Excerpted records
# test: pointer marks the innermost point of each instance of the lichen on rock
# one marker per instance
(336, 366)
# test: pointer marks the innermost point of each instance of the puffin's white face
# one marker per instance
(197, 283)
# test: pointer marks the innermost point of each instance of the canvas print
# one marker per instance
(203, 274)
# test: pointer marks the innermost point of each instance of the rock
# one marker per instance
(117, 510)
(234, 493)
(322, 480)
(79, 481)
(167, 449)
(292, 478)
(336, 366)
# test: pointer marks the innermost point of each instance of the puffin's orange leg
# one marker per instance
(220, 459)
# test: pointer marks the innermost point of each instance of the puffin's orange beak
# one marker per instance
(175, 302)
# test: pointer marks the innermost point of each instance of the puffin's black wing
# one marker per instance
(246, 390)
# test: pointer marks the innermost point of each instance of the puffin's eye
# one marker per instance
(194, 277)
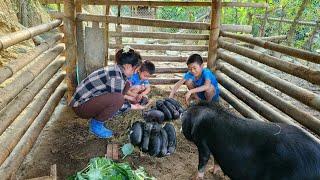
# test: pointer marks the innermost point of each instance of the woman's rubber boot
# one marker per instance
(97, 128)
...
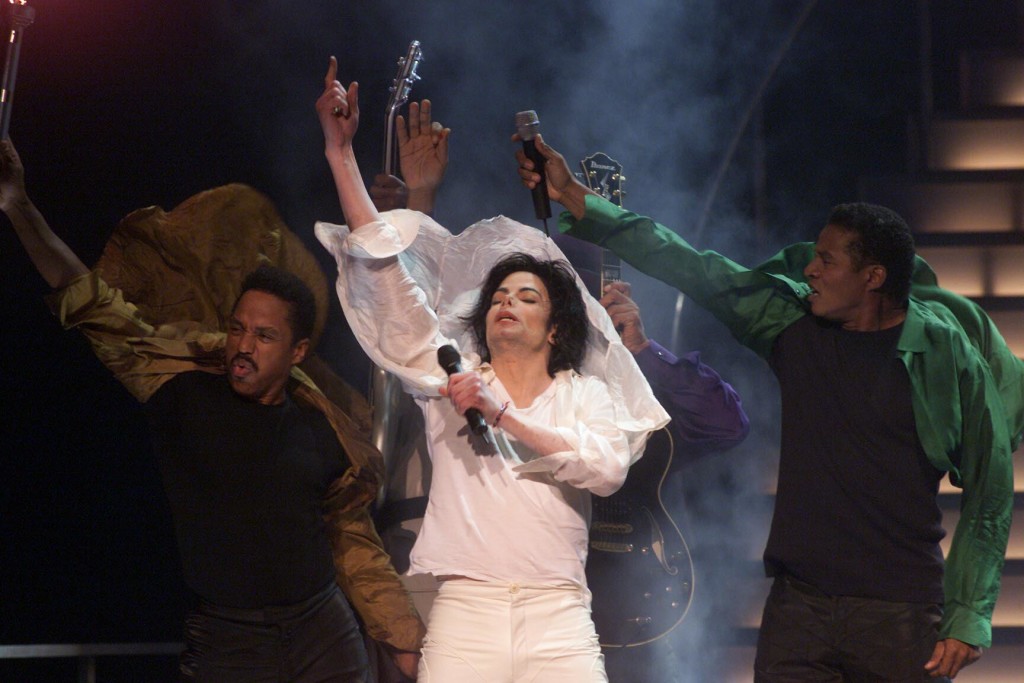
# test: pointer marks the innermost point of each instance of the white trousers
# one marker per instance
...
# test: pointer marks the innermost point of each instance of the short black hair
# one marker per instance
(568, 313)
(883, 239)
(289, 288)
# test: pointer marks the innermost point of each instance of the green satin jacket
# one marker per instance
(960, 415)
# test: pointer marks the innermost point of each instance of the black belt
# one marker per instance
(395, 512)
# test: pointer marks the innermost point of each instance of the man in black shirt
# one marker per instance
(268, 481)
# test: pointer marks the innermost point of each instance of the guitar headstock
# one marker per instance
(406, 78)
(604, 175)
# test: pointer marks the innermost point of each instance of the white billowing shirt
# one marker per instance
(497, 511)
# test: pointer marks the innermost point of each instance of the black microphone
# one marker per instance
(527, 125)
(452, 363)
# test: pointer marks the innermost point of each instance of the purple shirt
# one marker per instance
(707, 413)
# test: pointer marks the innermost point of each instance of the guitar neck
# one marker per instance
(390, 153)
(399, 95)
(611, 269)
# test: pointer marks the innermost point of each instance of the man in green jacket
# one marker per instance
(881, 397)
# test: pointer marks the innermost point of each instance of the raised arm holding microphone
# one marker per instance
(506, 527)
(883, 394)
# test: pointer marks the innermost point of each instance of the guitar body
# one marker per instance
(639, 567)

Task instructions
Whenever a line above contains "orange", copy that line.

Response below
# test: pointer marks the innermost point of each instance of the puffin's orange leg
# test: pointer marks the innermost point of each instance of the puffin's orange beak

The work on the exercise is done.